> _INSTRUCTIONS FOR THE TASK_
Find and copy each line of the data that includes "instance".

Stored records

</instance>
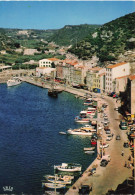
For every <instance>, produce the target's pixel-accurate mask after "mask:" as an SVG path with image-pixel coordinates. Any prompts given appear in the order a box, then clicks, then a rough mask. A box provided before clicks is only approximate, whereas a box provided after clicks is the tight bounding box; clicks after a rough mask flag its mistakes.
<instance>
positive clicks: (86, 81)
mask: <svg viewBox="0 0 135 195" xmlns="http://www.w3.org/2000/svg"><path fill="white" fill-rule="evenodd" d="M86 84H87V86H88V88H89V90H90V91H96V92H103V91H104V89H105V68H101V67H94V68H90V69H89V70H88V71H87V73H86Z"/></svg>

> _ANSWER SECTION_
</instance>
For every <instance>, produce the target's pixel-accurate mask after "mask:" as an SVG path with image-pixel coordinates. Any prompts given appear in the order a box, then clicks, then a rough mask. A box provided before clicks is only approximate, whereas a box provided after clicks is the tight bounding box; clicks after a rough mask flag its mistakes.
<instance>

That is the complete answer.